> [Description of the task] Repeat every entry word for word; omit all pictures.

——————————

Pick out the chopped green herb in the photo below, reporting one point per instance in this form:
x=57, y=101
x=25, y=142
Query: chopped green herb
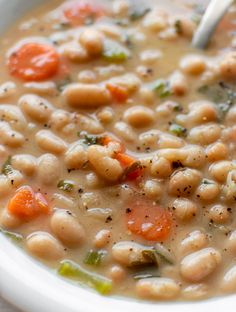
x=178, y=27
x=74, y=271
x=224, y=95
x=230, y=188
x=178, y=130
x=164, y=253
x=94, y=257
x=115, y=52
x=150, y=256
x=7, y=167
x=15, y=237
x=162, y=88
x=61, y=84
x=89, y=139
x=65, y=185
x=138, y=12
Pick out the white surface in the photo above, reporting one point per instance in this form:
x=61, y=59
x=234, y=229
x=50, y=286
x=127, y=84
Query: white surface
x=34, y=289
x=6, y=307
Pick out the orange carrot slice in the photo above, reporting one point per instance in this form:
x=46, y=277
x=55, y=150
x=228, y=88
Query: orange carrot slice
x=34, y=62
x=27, y=205
x=149, y=221
x=119, y=93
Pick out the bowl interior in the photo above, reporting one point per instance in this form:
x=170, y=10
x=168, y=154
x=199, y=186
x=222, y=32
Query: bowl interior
x=33, y=288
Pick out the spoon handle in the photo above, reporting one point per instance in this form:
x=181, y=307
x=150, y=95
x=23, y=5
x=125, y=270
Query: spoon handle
x=214, y=13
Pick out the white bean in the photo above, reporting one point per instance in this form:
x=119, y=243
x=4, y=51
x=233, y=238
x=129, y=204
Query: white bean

——————————

> [Solution for this exercise]
Pick out the chopped green herb in the photo below, reporting one point per instance in this form:
x=57, y=101
x=25, y=142
Query: chopped green herb
x=178, y=27
x=74, y=271
x=224, y=95
x=230, y=188
x=178, y=130
x=164, y=253
x=94, y=257
x=115, y=52
x=150, y=256
x=7, y=167
x=15, y=237
x=162, y=88
x=61, y=84
x=89, y=139
x=65, y=185
x=138, y=12
Pick out the white surface in the photo above, reporting one point per instance in this form:
x=61, y=59
x=234, y=229
x=50, y=286
x=127, y=84
Query: white surface
x=34, y=289
x=6, y=307
Pick out the orange carrot slice in the photo above, reporting one point per instance in this form:
x=46, y=277
x=55, y=150
x=228, y=88
Query: orange carrot slice
x=34, y=62
x=27, y=205
x=149, y=221
x=119, y=93
Pick out the bowl interior in the photo above, reporting one point per instance in this form:
x=170, y=10
x=168, y=154
x=199, y=186
x=222, y=32
Query: bowl interior
x=33, y=288
Pick out the spoon handle in the photo above, reporting one point per instance in this form:
x=181, y=307
x=150, y=95
x=23, y=5
x=125, y=270
Query: spoon handle
x=214, y=13
Pick out the white bean in the photo above, reporting one point per instance in this form:
x=119, y=243
x=4, y=51
x=233, y=238
x=129, y=204
Query: white bean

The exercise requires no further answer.